== COSE DA FARE ==
**a)** Stabilisci se queste affermazioni concordano con il brano sul neoliberismo: (i) il brano sostiene che basta intendere un termine per l'altro e la faccenda è chiusa; (ii) il brano presenta come casuale l'esempio della società di tipo keynesian-proudhoniano; (iii) il brano dichiara che la questione è un po' più complicata. Per ciascuna rispondi sì o no e cita tra virgolette le parole decisive del brano.
**b)** Prosegui il brano sul neoliberismo a partire dalla sua ultima frase.

━━━━━ BRANO DA LEGGERE

Risulta di immediata evidenza che “neoliberismo” è una metafora per impe­rialismo. Se solo di questo si trattasse, basterebbe intendere l’un termine per l’altro, compiacendosi che anche sulle “pagine web” di Internet appaiano scritti relativi a incontri “per l’umanità e contro il neoliberismo”. Ma così non è. 

La questione è un po’ più complicata. Dall’ideologia riversata nel cattivo senso comune, infatti, si espunge il signi­ficato del­l’imperialismo e dello stesso modo di produzione capitalistico, sì che è al neoliberismo che sono imputati eventi quali: crescita senza occupa­zione, devastazione sociale e ambientale dovuta al macchinismo, squilibrio “nord-sud” nelle cosiddette globalizzazione e finanziarizzazione, fino all’“unicità” del mercato e del pensiero, e via omologando nella grigia piat­tezza di un dispotismo barbarico. Come se – e qui sta il tranello – si possa pre­sumere che sia data l’evenienza di un’altra organizzazione sociale (di cui ac­curatamente si taccia la forma capitalistica, ormai ritenuta obsoleta e ineffabi­le) non neoliberista, meno barbarica e dunque accettabile per l’umanità me­desima: a es., una società basata su una “regolazione” dei rapporti di produ­zione e di distribuzione di tipo genericamente keynesian-proudhoniano.

L’esempio non è casuale, bensì causale. La ragione dell’intellettualità borghe­se dell’“asinistra” è, infatti, tanto interessata alla battaglia contro il supponente “neoliberismo” proprio a causa del desiderio di ripristinare al più presto quel­le forme di relazionalità sociale che stanno sotto l’ombrello variopinto della socialdemocrazia, del liberalsocialismo, del laburismo e del fabianesimo (co­munque siano ribattezzati), e che tanto spazio e rispettabilità hanno procurato a essa stessa, ovverosia alla borghesia e piccola borghesia “colta” e “progres­sista”.

━━━━━━━━━━
━━━━━ DATI FORNITI

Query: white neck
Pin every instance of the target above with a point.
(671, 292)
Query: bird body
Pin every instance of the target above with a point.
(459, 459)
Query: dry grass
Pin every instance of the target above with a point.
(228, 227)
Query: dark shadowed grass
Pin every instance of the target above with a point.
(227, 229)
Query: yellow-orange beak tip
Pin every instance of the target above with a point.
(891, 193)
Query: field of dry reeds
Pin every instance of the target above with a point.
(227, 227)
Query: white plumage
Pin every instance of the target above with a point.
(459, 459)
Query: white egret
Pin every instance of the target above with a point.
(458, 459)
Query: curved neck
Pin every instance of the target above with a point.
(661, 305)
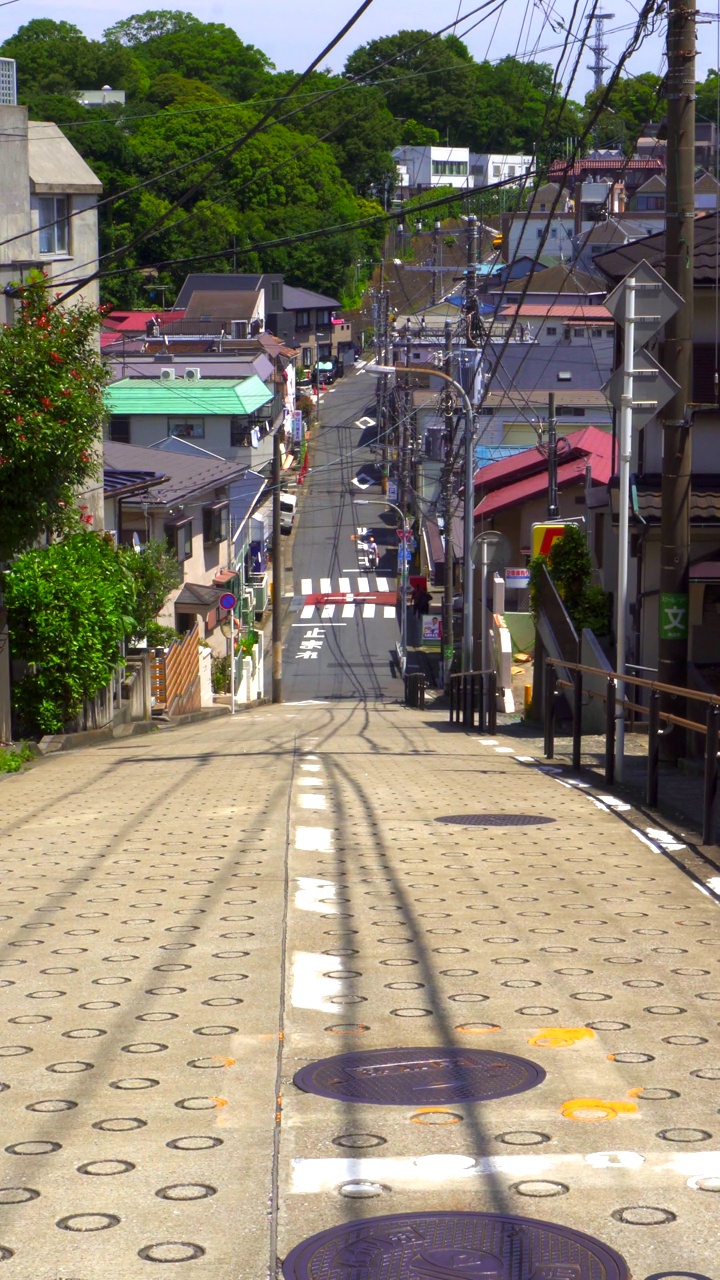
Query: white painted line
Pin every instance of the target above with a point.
(314, 840)
(311, 801)
(311, 895)
(310, 988)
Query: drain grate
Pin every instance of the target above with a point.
(496, 819)
(464, 1246)
(419, 1077)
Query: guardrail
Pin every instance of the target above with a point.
(474, 691)
(655, 716)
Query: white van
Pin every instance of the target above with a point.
(288, 506)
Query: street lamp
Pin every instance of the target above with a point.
(383, 502)
(469, 504)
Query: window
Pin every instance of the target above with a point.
(187, 428)
(180, 539)
(54, 224)
(215, 524)
(119, 429)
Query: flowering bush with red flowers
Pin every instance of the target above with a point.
(50, 417)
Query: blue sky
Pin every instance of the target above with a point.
(294, 31)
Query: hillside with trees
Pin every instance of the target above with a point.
(194, 88)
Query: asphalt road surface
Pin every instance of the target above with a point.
(342, 632)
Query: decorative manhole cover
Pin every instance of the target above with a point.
(496, 819)
(454, 1247)
(419, 1077)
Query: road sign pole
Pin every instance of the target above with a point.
(623, 519)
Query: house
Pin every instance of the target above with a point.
(420, 168)
(199, 506)
(229, 417)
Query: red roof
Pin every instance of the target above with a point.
(523, 476)
(560, 311)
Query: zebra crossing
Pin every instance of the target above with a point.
(326, 598)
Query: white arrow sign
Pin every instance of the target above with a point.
(655, 302)
(652, 388)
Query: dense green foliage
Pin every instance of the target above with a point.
(195, 87)
(570, 568)
(50, 419)
(69, 606)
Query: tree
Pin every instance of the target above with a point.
(50, 417)
(155, 572)
(69, 606)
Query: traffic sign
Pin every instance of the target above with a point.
(656, 302)
(652, 388)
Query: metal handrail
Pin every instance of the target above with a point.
(710, 730)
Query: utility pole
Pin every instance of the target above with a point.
(678, 357)
(552, 506)
(277, 574)
(447, 629)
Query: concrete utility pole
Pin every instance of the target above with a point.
(678, 357)
(447, 629)
(277, 574)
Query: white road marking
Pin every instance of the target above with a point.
(311, 801)
(311, 895)
(314, 840)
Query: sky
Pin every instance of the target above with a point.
(292, 32)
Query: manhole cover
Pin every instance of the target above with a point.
(455, 1247)
(496, 819)
(419, 1077)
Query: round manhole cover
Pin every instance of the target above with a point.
(419, 1077)
(496, 819)
(454, 1247)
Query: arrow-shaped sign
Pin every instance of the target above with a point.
(655, 302)
(652, 388)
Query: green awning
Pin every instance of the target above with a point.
(176, 396)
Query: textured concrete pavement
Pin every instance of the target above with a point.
(191, 918)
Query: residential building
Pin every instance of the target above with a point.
(420, 168)
(199, 506)
(229, 417)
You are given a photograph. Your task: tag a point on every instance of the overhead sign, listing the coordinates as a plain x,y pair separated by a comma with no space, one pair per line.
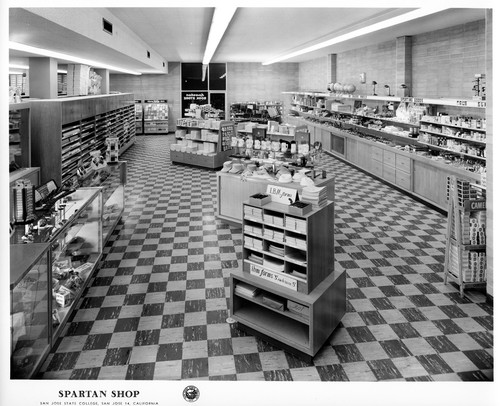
281,194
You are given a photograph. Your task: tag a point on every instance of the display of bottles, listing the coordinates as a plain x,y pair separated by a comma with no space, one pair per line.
459,121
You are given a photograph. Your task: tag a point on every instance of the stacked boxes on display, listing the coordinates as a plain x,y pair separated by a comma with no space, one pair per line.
23,202
78,79
113,149
465,260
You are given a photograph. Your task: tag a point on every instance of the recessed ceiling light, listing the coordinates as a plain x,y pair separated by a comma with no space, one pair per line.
411,15
220,21
58,55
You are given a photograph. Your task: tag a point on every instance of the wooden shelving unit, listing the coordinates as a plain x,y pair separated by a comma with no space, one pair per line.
139,115
465,261
420,168
199,133
297,297
155,114
65,130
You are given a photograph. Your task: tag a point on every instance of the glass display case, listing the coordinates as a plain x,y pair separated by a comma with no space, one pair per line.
29,307
74,231
76,250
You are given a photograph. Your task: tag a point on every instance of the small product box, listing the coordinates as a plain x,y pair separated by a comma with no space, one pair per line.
63,296
297,308
259,199
274,302
299,208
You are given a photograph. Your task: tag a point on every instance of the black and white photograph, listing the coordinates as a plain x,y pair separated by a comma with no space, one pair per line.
241,203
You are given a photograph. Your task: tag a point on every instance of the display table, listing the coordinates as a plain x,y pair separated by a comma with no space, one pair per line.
232,191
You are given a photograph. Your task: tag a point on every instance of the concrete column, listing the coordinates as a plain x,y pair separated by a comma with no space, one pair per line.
43,78
331,68
403,66
489,150
104,74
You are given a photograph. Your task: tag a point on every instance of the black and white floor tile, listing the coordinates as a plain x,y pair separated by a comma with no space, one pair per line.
157,307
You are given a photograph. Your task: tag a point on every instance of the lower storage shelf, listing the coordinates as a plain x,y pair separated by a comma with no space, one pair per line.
207,161
324,308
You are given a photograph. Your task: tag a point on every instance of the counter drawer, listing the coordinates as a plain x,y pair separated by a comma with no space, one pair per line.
403,180
403,163
389,173
389,158
377,153
377,167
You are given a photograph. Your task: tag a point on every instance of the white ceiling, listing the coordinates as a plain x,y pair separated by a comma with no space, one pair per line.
254,35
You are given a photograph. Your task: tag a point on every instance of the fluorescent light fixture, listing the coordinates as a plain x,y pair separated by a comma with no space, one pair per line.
220,21
15,66
74,59
412,15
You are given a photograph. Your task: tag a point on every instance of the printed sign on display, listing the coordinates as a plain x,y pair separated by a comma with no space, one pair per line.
275,277
475,205
281,194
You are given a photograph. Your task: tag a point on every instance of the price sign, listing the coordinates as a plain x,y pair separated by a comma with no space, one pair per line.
274,277
282,194
475,205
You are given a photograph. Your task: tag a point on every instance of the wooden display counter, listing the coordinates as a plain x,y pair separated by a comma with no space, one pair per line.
417,175
232,191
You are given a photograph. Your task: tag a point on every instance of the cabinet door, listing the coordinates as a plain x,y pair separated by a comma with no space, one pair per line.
352,150
430,183
365,156
312,132
326,139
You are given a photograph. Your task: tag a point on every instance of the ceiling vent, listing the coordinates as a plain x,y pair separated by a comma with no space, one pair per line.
107,26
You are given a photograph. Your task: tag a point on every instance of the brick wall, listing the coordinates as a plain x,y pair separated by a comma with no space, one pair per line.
445,61
251,81
245,82
153,87
444,64
377,61
313,75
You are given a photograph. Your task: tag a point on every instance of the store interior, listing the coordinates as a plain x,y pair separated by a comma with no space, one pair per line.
251,194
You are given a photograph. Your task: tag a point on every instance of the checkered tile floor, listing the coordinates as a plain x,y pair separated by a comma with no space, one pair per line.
157,307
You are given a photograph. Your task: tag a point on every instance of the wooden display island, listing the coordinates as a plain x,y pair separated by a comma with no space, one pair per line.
288,291
232,191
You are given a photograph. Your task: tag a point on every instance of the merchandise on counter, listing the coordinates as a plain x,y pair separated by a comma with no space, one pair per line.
274,264
246,290
317,196
273,301
297,308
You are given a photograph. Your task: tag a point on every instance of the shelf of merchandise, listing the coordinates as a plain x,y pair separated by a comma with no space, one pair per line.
232,191
30,268
81,124
216,133
403,162
432,130
300,312
139,116
465,260
20,146
75,239
155,113
256,112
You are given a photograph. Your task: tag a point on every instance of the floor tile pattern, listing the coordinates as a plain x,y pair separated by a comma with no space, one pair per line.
157,307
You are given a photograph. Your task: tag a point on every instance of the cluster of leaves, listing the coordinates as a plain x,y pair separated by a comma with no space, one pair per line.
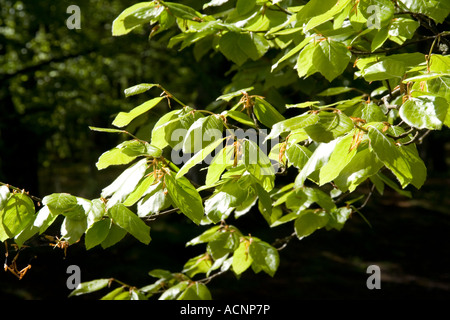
332,148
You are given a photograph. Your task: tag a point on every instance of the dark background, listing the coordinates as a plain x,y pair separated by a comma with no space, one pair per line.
56,82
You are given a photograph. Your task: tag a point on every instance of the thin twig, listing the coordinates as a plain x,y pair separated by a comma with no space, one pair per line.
366,201
22,191
284,242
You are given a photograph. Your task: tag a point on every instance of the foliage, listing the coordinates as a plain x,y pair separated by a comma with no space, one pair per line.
378,101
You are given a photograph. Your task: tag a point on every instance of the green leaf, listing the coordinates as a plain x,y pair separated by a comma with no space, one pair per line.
326,16
338,218
65,204
185,197
129,221
305,65
314,8
4,195
335,91
125,183
73,229
425,112
115,234
165,130
340,157
126,152
134,16
331,58
318,159
258,164
302,104
138,89
107,130
265,257
199,157
41,222
113,295
402,29
298,155
381,11
219,163
435,9
206,236
292,52
439,63
391,156
214,3
220,205
241,257
386,69
240,117
329,127
239,47
266,113
291,124
196,265
154,201
379,39
229,96
201,133
144,187
310,221
363,165
196,291
223,243
124,118
182,11
89,287
245,6
97,233
175,291
393,185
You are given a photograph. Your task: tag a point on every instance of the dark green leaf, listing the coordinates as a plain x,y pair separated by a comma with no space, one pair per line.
97,233
309,221
331,58
124,118
265,257
89,287
129,221
196,291
138,89
425,112
185,197
266,113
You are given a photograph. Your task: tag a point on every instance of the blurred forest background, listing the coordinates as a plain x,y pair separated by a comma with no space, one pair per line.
55,82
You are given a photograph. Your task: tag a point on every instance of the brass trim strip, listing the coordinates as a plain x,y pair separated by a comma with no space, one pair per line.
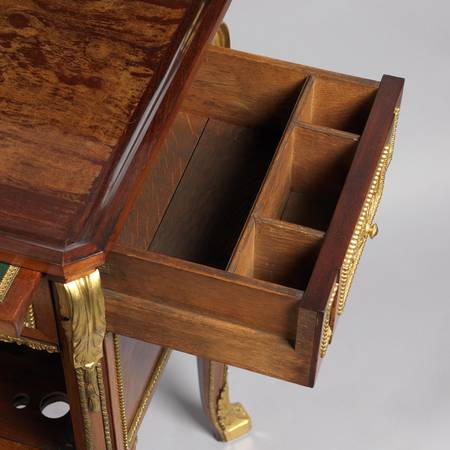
212,399
104,408
7,281
31,343
84,409
232,417
30,318
327,332
149,391
364,227
121,391
129,433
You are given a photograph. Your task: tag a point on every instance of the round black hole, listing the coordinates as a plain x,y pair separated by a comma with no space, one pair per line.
21,401
54,405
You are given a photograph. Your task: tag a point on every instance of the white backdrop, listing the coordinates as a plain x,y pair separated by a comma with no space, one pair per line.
384,384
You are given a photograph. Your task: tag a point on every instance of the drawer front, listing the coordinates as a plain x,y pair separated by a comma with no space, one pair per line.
273,178
17,287
40,322
365,227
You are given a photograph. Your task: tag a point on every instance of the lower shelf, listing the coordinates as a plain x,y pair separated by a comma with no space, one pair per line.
31,385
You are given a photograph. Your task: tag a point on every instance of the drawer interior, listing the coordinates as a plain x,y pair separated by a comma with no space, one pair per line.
235,212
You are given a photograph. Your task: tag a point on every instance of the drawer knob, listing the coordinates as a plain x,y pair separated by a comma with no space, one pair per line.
372,230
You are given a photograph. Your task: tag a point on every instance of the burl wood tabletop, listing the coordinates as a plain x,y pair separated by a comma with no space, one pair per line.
87,90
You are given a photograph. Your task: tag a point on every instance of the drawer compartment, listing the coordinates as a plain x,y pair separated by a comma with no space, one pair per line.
249,213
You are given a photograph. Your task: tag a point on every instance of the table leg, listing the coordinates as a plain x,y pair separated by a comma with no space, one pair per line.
228,420
82,326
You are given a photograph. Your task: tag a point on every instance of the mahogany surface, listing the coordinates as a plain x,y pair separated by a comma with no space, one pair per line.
87,91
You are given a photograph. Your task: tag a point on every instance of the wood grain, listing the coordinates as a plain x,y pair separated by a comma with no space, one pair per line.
212,202
285,254
212,338
14,308
161,181
87,91
338,236
44,315
209,291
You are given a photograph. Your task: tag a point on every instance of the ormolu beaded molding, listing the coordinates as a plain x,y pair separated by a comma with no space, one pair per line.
364,226
7,281
129,433
327,332
31,343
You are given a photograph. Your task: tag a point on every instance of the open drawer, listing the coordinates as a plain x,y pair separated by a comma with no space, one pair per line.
255,214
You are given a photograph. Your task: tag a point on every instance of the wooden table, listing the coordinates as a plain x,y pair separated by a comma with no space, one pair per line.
158,193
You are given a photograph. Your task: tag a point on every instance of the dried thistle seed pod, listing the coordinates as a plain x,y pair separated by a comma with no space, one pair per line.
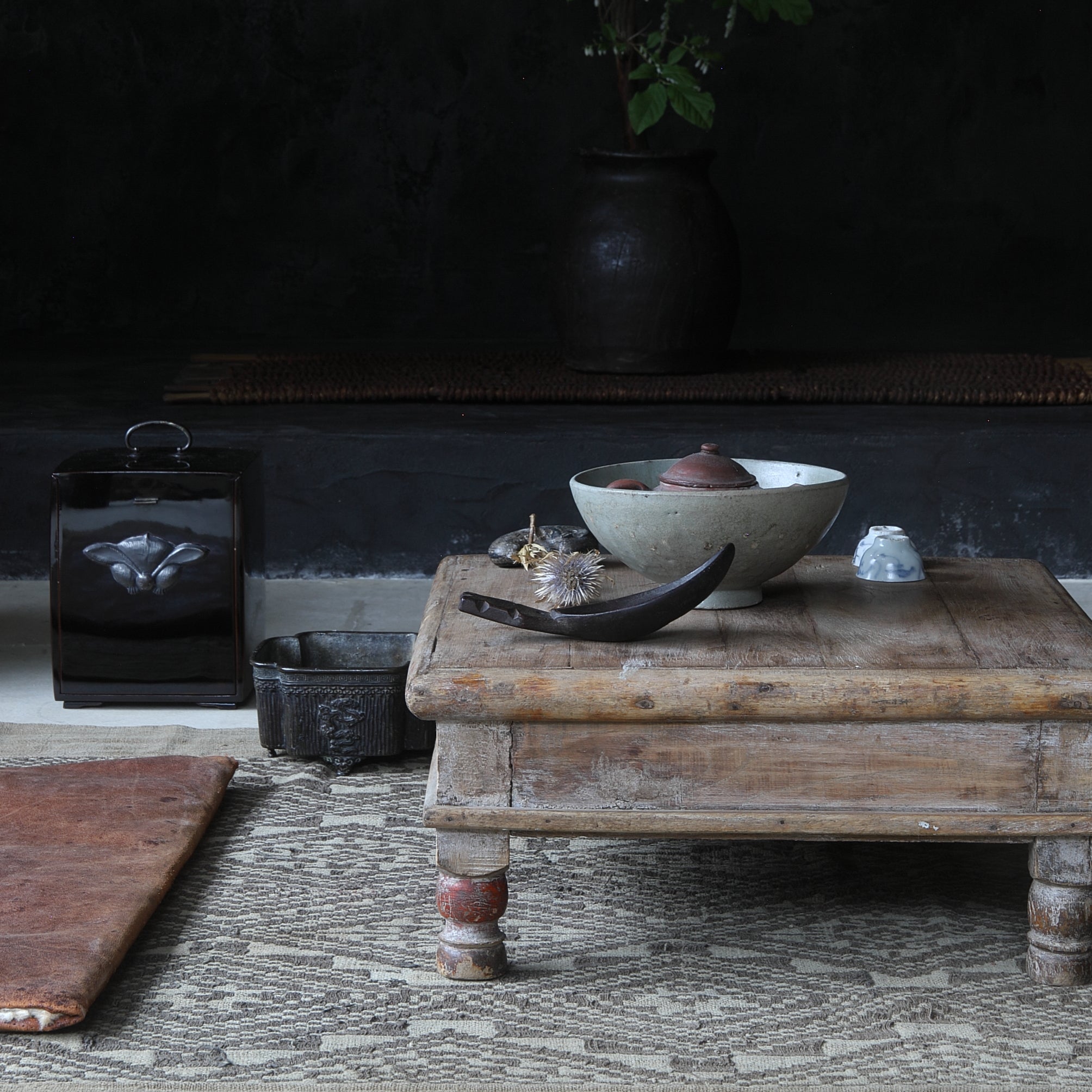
568,580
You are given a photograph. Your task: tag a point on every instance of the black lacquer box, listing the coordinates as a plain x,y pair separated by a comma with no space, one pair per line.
157,574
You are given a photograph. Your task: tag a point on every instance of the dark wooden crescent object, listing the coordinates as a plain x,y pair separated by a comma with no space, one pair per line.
627,618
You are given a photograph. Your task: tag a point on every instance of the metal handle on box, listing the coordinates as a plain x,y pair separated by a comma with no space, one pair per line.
165,424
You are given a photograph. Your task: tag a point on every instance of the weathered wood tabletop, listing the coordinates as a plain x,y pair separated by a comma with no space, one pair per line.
956,708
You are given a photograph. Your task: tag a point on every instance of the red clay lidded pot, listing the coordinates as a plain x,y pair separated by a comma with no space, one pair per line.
704,471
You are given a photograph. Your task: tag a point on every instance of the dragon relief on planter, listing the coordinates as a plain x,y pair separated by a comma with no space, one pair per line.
145,563
340,722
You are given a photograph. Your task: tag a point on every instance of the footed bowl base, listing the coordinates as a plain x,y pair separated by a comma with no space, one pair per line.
731,599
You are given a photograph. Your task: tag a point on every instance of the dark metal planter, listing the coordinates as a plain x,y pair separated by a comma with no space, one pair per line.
338,696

━━━━━━━━━━

== SOLUZIONI ==
**a)**
(i) No: "Ma così non è."
(ii) No: "L’esempio non è casuale, bensì causale."
(iii) Sì: "La questione è un po’ più complicata."

**b)**
Il neoliberismo, al contrario, è l’avversario che – entro il capitalismo stesso – le ha sottratto legittimazione e credibilità. Dunque – dicono gli ostinati intellettualisti professori della democrazia svi­luppata – occorre uscire dalla rozza arroganza del potere privato del mercato e restituire fulgore a quello sociale dello stato. Cosicché il key­nesismo, variamente vestito e mascherato, possa essere preso come bandiera eterodossa della difesa dei deboli e degli oppressi: purché non si discuta di proprietà privata, sfruttamento, classi sociali e lotta di classe, insomma non si metta in dubbio la permanenza del modo di produzione capitalistico. E si pos­sa procedere cautamente verso una società dell’armonia e del confronto, an­ziché della lotta e del conflitto, in cui i padroni rimangano padroni e gli espro­priati continuino a riprodursi come espropriati, in un clima di consenso, tanto poco idilliaco quanto coatto, un sistema che noi preferiamo definire neocor­porativismo.

Gli intellettualisti del socialismo borghese, peraltro, hanno anche un alibi, storico e teorico, giacché di contro a Keynes e compari si erge sicuramente l’astio della cricca di von Mises e von Hayek. E tanto basta, agli imbecilli di­ventati professori di economia politica e al loro séguito politico, per formare una coorte “asinistra” in difesa della “rivoluzione keynesiana”. Senonché, ahi loro, Keynes non era meno liberale e meno sostenitore degli interessi capitali­stici dei suoi astiosi critici. Al punto da fargli scrivere: “Moralmente e filoso­ficamente condivido praticamente tutto del libro del prof. Hayek, La via della schiavitù; e non si tratta di un semplice consenso ma di una condivisione pro­fondamente motivata”. Serve altro?! 

Il “rozzo proletariato” è da Keynes paragonato al “fango” nei confronti dello squisito “pesce”, ossia “la borghesia e l’intellighen­tsia, le quali, per quanti siano i loro difetti, sono l’essenza della vita, e portano sicuramente in sé il seme di ogni progresso umano”. La sua “reazione contro il laissez faire” è so­lo dettata dalla ricerca di metodi più efficaci per realizzare davvero i princìpi del liberismo, basati “sullo svolgimento della libera concorrenza anziché sulla sua abolizione”, e per il ristabilire così l’“ordine economico naturale” cui tanto anelava il di lui vate Silvio Gesell. Proprio il laissez faire, caro ai fondamenti del liberismo, è da Keynes indicato “ quale base per la selezione naturale attraverso la concorrenza” che “fa muo­vere l’evoluzione lungo strade desiderabili ed efficaci”, così come “l’indivi­dualismo invoca l’amore per il denaro, attraverso il perseguimento del profit­to, come elemento base della selezione naturale misurata dal valore di scam­bio.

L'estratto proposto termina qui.